DATA SUPPLIED:

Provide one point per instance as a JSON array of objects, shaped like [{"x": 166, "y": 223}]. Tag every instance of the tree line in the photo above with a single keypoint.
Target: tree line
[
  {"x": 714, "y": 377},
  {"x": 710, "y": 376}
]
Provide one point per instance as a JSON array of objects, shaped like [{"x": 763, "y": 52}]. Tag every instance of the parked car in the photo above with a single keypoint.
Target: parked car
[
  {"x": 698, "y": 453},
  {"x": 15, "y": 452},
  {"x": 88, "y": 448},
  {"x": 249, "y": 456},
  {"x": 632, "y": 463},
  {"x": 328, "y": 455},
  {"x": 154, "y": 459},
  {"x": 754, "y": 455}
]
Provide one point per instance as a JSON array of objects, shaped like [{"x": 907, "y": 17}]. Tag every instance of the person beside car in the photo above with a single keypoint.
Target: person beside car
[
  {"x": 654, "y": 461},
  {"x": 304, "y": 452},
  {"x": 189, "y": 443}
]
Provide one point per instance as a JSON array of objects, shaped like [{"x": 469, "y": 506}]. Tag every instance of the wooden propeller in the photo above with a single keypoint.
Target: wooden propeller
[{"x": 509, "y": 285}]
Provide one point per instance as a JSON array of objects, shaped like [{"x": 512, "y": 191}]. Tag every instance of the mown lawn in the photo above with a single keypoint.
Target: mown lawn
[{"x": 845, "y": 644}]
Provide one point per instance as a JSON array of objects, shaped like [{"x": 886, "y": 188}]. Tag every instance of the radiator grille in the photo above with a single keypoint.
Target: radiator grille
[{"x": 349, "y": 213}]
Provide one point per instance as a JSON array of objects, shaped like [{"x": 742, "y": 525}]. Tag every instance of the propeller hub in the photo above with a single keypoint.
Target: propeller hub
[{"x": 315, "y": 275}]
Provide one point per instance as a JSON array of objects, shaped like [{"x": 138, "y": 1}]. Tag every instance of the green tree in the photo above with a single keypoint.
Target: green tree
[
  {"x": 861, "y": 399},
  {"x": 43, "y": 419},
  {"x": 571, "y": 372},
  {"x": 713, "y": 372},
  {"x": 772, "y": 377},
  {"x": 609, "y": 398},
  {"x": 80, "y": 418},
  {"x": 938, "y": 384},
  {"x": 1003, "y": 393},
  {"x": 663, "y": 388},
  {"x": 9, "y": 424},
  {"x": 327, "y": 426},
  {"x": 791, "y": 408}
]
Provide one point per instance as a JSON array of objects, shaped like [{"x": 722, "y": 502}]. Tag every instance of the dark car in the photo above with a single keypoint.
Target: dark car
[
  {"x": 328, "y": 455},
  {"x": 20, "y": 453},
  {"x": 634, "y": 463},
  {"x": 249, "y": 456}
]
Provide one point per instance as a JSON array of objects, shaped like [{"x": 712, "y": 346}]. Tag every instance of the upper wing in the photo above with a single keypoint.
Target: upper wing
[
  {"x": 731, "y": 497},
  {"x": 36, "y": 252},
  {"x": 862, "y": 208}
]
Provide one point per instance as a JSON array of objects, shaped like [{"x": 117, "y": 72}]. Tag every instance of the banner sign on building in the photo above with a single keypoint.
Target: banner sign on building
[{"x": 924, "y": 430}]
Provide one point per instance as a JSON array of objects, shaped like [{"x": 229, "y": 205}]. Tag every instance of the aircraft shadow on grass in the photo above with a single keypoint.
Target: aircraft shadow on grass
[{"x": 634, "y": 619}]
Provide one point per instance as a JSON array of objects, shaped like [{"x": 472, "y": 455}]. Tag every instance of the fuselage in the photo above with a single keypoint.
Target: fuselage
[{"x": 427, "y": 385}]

DIRECTIONS FOR THIS TASK: Convert every line of the records above into a JSON list of strings, one string per line, and leave out any blank lines.

CORRECT RESPONSE:
[
  "Provide one point per instance as a JSON array of objects, shaped like [{\"x\": 166, \"y\": 223}]. Tag every instance of the tree line in the photo above with a single keypoint.",
  "Target: tree line",
  "[",
  "  {\"x\": 714, \"y\": 377},",
  "  {\"x\": 710, \"y\": 376}",
  "]",
  "Provide one point per instance as a JSON array of objects, shaped like [{\"x\": 763, \"y\": 52}]. Tag every instance of the parked car in the photo above with a single keypoint.",
  "Target: parked car",
  "[",
  "  {\"x\": 698, \"y\": 453},",
  "  {\"x\": 15, \"y\": 452},",
  "  {\"x\": 88, \"y\": 448},",
  "  {\"x\": 249, \"y\": 456},",
  "  {\"x\": 632, \"y\": 463},",
  "  {\"x\": 328, \"y\": 455},",
  "  {\"x\": 154, \"y\": 459},",
  "  {\"x\": 754, \"y\": 455}",
  "]",
  "Provide one point per instance as a JSON array of objects, shaped like [{\"x\": 907, \"y\": 17}]. Tag every instance of the person beside car in the photo above with a single keypoint.",
  "Target: person beside car",
  "[",
  "  {\"x\": 654, \"y\": 461},",
  "  {\"x\": 304, \"y\": 452},",
  "  {\"x\": 189, \"y\": 443}",
  "]",
  "Provide one point per instance as a JSON array of objects, shaped like [{\"x\": 469, \"y\": 506}]. Tag every instance of the wooden propeller in the photo above with a single keypoint.",
  "Target: wooden propeller",
  "[{\"x\": 509, \"y\": 285}]",
  "Provide one point per instance as a JSON array of objects, shaped like [{\"x\": 512, \"y\": 191}]. Tag every instance of the mown lawn in the photo above with a single keypoint.",
  "Target: mown lawn",
  "[{\"x\": 845, \"y\": 644}]",
  "Provide one point per instance as a JSON array of objects, shaped like [{\"x\": 886, \"y\": 188}]. Tag every instance of the radiator grille in the photo above with a single keypoint.",
  "Target: radiator grille",
  "[{\"x\": 349, \"y\": 213}]",
  "Provide one point per instance as a JSON array of objects, shaped like [{\"x\": 742, \"y\": 525}]. Tag every instance of the propeller hub in the photo above with a single keypoint.",
  "Target: propeller hub",
  "[{\"x\": 315, \"y\": 275}]",
  "Provide one point per instance as a JSON array of objects, shaped like [{\"x\": 138, \"y\": 1}]. Tag every instance of the green tree in the photo above with a single keypoint.",
  "Target: green tree",
  "[",
  "  {\"x\": 861, \"y\": 399},",
  "  {\"x\": 43, \"y\": 419},",
  "  {\"x\": 571, \"y\": 372},",
  "  {\"x\": 713, \"y\": 372},",
  "  {\"x\": 772, \"y\": 377},",
  "  {\"x\": 609, \"y\": 398},",
  "  {\"x\": 80, \"y\": 418},",
  "  {\"x\": 938, \"y\": 384},",
  "  {\"x\": 1003, \"y\": 393},",
  "  {\"x\": 663, \"y\": 388},",
  "  {\"x\": 9, \"y\": 424},",
  "  {\"x\": 327, \"y\": 426},",
  "  {\"x\": 791, \"y\": 408}",
  "]",
  "Provide one point per instance as a JSON array of objects, shaped like [{\"x\": 722, \"y\": 502}]. Tag every instance of the dark car in the photo above with a single keypoint.",
  "Target: dark car",
  "[",
  "  {\"x\": 328, \"y\": 455},",
  "  {\"x\": 20, \"y\": 453},",
  "  {\"x\": 634, \"y\": 463},",
  "  {\"x\": 249, \"y\": 456}",
  "]",
  "Provide one point per instance as a JSON array of objects, shaped like [{\"x\": 712, \"y\": 346}]. Tag every instance of the upper wing in the photo above with a single keypoint.",
  "Target: upper wing",
  "[",
  "  {\"x\": 731, \"y\": 497},",
  "  {\"x\": 36, \"y\": 252},",
  "  {\"x\": 862, \"y\": 208}",
  "]",
  "Provide one point per instance as a JSON array of objects, shaped like [{\"x\": 117, \"y\": 72}]. Tag every instance of the banner sign on building in the photo above with a single keypoint.",
  "Target: banner sign on building",
  "[{\"x\": 924, \"y\": 430}]",
  "Provide one point per instance as a JSON array of objects, shaped like [{\"x\": 229, \"y\": 205}]. Tag every instance of the aircraft shadow on grass in the photo above with a single keypoint.",
  "Target: aircraft shadow on grass",
  "[{\"x\": 634, \"y\": 619}]",
  "Provide one point per instance as a JSON array of objects, shaped like [{\"x\": 472, \"y\": 455}]. Tag every instance of the fuselage in the photo above with a single keypoint.",
  "Target: fuselage",
  "[{\"x\": 427, \"y\": 385}]"
]